» About this exercise
Lines from the one containing "This sample shows" through the last line of the data below are to be returned exactly; leave out the rest.

(Records supplied begins)

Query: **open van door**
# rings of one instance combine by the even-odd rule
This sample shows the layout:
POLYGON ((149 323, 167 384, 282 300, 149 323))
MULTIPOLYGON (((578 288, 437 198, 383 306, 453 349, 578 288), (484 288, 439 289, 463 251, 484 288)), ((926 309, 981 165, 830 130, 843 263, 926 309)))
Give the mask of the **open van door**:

(Records supplied ends)

» Result below
This sample shows the layout:
POLYGON ((149 323, 167 384, 282 300, 149 323))
MULTIPOLYGON (((578 288, 437 198, 383 306, 453 349, 578 288), (484 288, 439 289, 463 251, 484 288)), ((926 309, 981 165, 830 130, 843 263, 926 309)))
Give the mask of the **open van door**:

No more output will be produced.